July 30, 2013
125 years of resource stewardship, for the public.
Twenty-sixth U.S. President; hunter; founder of B&C Club.
Many of us know of Theodore Roosevelt's love of hunting and firearms (to view a special photo gallery, log on to: www.petersenshunting.com/teddy), but he was also the most infuential conservationist in our nation's history.
Roosevelt believed so strongly in our need to protect America's valuable wildlife resources that he founded the Boone and Crockett Club in 1887.
As a strong advocate of personal self reliance, dedication to one's country and the United States being a world power, he strongly advocated for conservation as a national duty. Roosevelt also believed that only the best science available should be used to make critical decisions on natural resource use and management.
Through his efforts, the Club began providing seed money for some of the first wildlife research projects and careers in wildlife management.
Under the leadership of member Aldo Leopold, the Club began formulating flexible scientific management policies for wildlife and natural resources to achieve an ecological balance. The Club also called for the first President's Conference on Outdoor Recreation. This lead to the establishment of the National Recreation Policy, which coordinated resource management at federal, state and local levels.

__DATASET ENTRIES__:
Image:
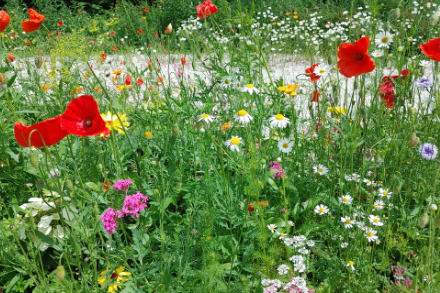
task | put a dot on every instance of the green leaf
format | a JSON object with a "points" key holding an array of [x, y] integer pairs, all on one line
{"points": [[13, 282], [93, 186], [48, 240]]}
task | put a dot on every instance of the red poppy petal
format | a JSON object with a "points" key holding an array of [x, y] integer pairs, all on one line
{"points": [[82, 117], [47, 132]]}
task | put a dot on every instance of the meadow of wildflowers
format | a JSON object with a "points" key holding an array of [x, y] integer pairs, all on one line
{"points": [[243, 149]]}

--

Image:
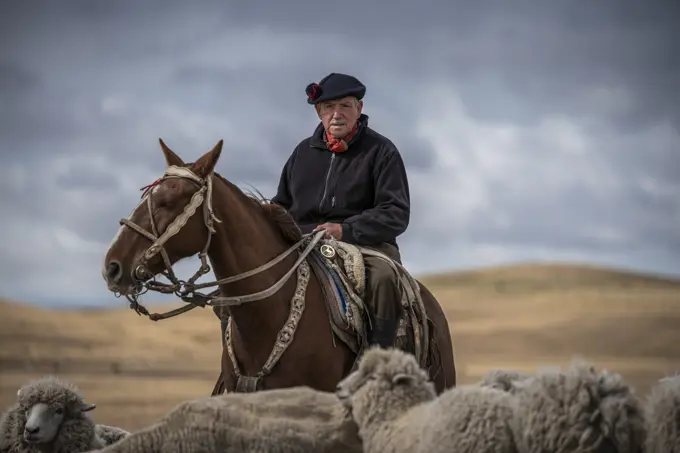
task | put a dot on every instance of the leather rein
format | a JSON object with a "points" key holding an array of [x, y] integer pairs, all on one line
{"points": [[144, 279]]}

__SHORT EXERCISE__:
For each statement below, say yes or no to whether it agrees with the Roosevelt text, and quote the words from that text that decide it. 1. Roosevelt founded the Boone and Crockett Club in 1887. 2. Roosevelt held that the best science available should guide critical decisions on natural resource use. 3. Under Aldo Leopold, the Club drew up rigid management policies for wildlife.

__FINISHED TASK__:
1. Yes: "he founded the Boone and Crockett Club in 1887"
2. Yes: "only the best science available should be used to make critical decisions on natural resource use and management"
3. No: "the Club began formulating flexible scientific management policies for wildlife and natural resources"